▸ Ziel
Ermittle jede Zeile der Einträge, in der die Zeichenfolge „target“ vorkommt, und schreibe diese Zeilen unverändert ab.

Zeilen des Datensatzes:
········
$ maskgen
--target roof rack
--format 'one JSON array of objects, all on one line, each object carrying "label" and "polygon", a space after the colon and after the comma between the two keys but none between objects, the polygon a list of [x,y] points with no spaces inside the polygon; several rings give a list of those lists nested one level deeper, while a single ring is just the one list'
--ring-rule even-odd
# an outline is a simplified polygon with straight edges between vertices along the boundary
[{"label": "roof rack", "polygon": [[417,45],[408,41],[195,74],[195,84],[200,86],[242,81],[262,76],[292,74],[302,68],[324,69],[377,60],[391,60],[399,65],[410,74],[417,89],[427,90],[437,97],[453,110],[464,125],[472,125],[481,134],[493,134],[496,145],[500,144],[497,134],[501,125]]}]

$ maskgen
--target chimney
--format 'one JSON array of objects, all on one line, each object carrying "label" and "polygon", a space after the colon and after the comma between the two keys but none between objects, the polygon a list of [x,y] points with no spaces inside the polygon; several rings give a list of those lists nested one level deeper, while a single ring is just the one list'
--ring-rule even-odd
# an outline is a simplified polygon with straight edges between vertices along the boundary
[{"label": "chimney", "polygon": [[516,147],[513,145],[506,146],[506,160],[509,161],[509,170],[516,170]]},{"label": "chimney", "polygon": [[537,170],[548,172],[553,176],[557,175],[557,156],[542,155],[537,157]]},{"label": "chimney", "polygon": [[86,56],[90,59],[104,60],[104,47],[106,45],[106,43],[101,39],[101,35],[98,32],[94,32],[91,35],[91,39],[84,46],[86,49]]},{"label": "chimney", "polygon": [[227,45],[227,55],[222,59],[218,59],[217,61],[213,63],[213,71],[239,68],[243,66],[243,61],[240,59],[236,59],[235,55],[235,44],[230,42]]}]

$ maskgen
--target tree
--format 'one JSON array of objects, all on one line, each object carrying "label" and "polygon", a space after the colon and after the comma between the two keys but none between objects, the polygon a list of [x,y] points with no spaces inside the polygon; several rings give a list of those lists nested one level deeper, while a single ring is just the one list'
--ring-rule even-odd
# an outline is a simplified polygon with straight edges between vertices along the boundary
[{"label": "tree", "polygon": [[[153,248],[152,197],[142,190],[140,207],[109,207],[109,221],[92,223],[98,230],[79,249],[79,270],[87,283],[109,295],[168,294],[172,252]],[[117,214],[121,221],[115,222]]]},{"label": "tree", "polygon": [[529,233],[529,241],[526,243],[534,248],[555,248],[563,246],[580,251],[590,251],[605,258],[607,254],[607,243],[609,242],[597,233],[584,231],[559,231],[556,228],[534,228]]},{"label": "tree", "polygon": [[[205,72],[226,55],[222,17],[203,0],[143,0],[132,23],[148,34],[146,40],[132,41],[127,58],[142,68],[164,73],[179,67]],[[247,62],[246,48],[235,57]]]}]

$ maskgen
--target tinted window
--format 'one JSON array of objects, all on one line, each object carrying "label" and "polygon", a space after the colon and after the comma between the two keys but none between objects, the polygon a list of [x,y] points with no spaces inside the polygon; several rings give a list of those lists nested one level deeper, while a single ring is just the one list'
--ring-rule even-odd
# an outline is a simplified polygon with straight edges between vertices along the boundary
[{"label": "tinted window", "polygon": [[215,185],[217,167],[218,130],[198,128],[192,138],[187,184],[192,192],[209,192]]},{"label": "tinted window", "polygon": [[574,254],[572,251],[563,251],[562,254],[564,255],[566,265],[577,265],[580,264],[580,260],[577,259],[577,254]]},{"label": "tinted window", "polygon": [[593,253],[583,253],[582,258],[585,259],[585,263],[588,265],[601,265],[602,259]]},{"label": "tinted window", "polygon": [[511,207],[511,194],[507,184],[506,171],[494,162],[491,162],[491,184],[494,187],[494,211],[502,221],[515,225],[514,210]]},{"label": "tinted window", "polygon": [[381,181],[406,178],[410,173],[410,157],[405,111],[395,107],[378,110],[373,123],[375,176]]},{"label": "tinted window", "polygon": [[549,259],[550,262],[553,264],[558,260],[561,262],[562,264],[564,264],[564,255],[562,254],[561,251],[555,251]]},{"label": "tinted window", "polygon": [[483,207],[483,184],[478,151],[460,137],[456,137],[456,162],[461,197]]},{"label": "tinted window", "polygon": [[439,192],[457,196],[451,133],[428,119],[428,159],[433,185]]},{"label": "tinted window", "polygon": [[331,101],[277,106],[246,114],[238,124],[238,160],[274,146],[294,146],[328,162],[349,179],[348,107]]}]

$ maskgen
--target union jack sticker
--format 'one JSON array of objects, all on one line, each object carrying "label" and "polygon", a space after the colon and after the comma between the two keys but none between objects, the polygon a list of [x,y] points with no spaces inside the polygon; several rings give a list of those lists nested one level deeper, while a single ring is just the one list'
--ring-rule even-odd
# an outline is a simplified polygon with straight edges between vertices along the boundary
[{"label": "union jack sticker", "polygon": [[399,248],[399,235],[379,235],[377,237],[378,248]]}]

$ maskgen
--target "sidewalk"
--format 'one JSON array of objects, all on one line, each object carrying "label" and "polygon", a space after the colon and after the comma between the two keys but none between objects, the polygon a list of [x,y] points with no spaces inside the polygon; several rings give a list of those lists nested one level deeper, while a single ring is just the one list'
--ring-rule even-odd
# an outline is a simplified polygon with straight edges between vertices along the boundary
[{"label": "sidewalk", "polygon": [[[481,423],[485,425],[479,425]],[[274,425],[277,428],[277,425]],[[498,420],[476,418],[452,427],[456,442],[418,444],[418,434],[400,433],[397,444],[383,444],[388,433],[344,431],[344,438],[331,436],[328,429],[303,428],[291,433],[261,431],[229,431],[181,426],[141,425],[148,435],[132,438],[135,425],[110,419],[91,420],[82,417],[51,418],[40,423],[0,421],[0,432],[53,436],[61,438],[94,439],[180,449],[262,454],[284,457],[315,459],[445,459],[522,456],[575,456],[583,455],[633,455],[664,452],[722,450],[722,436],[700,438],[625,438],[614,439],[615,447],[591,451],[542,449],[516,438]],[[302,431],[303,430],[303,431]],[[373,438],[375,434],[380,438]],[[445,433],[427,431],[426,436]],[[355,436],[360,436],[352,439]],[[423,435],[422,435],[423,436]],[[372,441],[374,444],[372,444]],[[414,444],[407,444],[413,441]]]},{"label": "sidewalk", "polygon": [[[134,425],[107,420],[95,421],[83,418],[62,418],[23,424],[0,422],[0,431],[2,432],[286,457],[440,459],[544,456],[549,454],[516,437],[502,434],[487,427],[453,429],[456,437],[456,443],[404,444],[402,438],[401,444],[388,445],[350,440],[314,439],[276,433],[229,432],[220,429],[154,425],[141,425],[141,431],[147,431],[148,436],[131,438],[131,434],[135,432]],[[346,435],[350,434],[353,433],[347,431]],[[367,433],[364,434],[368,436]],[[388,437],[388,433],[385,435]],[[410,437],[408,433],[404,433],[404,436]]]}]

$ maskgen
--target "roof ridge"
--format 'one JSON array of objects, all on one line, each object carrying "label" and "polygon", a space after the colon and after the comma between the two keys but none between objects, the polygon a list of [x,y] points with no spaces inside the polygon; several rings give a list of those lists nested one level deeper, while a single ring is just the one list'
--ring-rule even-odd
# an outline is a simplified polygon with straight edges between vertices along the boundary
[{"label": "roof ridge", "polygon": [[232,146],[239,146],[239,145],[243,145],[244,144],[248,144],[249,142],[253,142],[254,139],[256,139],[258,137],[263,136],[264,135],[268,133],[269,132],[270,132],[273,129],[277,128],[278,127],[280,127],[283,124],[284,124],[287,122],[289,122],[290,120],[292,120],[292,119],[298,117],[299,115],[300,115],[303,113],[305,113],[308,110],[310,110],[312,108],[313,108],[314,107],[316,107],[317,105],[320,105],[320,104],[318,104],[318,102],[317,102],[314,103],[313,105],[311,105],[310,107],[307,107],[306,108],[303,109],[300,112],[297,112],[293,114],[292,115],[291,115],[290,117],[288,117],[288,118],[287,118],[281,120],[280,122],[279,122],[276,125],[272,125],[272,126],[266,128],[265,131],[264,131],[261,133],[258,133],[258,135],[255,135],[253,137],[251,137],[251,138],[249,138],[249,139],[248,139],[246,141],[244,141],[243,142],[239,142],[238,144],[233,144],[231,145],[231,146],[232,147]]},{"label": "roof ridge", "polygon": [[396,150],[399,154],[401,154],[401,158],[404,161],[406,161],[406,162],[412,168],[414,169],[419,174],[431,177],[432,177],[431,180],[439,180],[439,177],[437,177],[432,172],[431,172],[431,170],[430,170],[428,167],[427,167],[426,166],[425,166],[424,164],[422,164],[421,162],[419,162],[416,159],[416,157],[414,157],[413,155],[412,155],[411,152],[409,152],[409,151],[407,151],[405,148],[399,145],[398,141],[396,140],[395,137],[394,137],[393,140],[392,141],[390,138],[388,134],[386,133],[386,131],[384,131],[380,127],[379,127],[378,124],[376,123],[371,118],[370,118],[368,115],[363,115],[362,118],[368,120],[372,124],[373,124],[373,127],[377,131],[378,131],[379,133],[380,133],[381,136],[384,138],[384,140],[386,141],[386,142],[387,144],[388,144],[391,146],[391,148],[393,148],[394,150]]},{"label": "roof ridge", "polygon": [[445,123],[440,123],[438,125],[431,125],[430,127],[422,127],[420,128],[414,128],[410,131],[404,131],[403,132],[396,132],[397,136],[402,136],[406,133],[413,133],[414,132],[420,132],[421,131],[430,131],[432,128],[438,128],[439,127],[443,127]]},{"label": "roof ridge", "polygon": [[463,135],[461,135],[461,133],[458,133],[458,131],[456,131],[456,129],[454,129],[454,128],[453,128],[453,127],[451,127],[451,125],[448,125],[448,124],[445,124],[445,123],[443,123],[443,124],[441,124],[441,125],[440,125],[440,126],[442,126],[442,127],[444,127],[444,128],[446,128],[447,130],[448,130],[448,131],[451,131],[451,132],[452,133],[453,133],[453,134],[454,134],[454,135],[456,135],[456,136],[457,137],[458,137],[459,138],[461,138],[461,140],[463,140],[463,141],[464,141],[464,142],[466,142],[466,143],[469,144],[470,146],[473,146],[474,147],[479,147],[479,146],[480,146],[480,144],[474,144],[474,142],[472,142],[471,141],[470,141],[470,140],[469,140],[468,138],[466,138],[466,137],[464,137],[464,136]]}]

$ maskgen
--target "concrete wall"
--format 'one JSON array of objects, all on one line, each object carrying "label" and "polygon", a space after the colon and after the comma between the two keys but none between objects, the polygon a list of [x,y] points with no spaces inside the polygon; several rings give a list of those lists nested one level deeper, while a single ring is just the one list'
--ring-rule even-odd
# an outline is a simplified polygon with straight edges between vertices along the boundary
········
▸ Lösung
--target roof rack
--target chimney
--target tree
--target tinted window
--target union jack sticker
--target "sidewalk"
--target "roof ridge"
--target "concrete wall"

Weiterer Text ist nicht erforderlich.